For the entries that appear below, write out the exact text and omit the pictures.

Data under study
_____

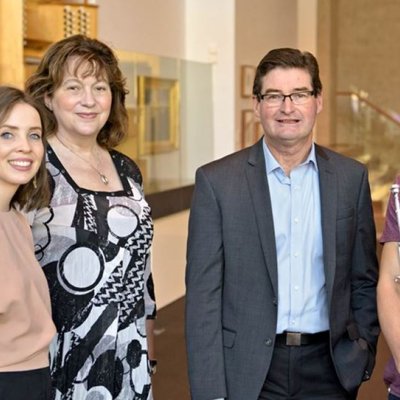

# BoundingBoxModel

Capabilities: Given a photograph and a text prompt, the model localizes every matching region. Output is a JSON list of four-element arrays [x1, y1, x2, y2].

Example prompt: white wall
[[96, 0, 185, 58], [297, 0, 318, 139], [185, 0, 236, 159], [297, 0, 317, 54], [235, 0, 299, 149]]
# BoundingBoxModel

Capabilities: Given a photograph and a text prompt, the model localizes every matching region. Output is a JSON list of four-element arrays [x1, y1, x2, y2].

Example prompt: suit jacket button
[[265, 338, 273, 346], [272, 298, 278, 306]]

_____

Solution
# BoundingBoxModel

Capabilities: Given a photograph and a text prompt, the model localizes every matching region. Output is a JSON list of four-element arrays [x1, y1, x2, y2].

Example prompt: white wall
[[96, 0, 185, 58], [297, 0, 318, 139], [185, 0, 236, 159], [297, 0, 317, 54], [235, 0, 299, 149]]
# BoundingBoxModel

Capabilities: Given a photograph and a text prompt, the model localizes every matching region. Output is a JSON list of four-element arrays [x1, y1, x2, y2].

Example prompt: suit jacket button
[[265, 338, 273, 346], [272, 298, 278, 306]]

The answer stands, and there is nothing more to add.